━━━ RECORD LIST ━━━

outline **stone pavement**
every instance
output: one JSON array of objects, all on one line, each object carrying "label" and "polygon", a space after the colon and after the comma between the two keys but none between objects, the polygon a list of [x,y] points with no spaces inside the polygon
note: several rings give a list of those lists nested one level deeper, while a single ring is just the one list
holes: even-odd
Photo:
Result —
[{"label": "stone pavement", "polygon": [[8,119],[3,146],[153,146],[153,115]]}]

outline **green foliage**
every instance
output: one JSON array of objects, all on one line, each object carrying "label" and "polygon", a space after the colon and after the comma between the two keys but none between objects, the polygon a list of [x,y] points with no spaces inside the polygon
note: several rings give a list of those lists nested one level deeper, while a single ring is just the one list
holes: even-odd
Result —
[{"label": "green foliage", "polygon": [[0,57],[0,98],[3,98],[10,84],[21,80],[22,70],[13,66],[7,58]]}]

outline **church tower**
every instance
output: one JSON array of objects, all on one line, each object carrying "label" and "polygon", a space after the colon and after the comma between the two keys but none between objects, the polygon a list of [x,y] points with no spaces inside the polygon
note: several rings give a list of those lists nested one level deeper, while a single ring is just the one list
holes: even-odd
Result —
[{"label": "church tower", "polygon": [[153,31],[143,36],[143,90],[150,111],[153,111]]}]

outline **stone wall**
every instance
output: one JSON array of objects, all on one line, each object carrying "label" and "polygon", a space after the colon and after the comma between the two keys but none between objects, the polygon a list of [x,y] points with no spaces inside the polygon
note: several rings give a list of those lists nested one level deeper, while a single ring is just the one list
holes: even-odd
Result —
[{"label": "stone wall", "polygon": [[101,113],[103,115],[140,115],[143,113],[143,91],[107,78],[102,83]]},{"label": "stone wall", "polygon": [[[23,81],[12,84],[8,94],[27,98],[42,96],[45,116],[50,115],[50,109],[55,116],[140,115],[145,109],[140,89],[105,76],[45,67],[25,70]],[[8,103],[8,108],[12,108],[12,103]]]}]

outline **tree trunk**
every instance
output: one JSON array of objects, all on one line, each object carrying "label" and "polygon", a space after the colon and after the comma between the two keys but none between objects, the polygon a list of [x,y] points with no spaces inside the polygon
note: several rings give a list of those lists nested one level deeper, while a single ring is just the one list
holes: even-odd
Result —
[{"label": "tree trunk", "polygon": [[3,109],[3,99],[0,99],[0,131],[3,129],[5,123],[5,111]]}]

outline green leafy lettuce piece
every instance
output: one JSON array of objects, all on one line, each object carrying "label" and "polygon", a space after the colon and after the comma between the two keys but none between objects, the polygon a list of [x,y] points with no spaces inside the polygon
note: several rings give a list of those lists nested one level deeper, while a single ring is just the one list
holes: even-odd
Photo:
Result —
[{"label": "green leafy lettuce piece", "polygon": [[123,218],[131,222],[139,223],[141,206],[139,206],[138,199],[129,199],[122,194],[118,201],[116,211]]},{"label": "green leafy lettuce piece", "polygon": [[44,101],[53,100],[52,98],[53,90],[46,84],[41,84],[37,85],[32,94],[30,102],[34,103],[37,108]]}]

━━━

Copy the lines word for word, beginning at the line that has "outline green leafy lettuce piece" and continuing through the last line of the entries.

WORKED ANSWER:
outline green leafy lettuce piece
every instance
output: one JSON array of objects, all on one line, each object carrying "label" and "polygon", a space after the colon and after the comma between the two keys but none between objects, the polygon a list of [x,y] points with no spaces inside the polygon
note: several rings give a list of those lists nested one level deeper, while a single ring is just the one list
holes: even-odd
Photo:
Result —
[{"label": "green leafy lettuce piece", "polygon": [[123,218],[131,222],[139,223],[141,206],[139,206],[138,199],[129,199],[122,194],[118,201],[116,211]]},{"label": "green leafy lettuce piece", "polygon": [[44,101],[53,100],[52,98],[53,90],[46,84],[41,84],[37,85],[32,94],[30,102],[34,103],[37,108]]}]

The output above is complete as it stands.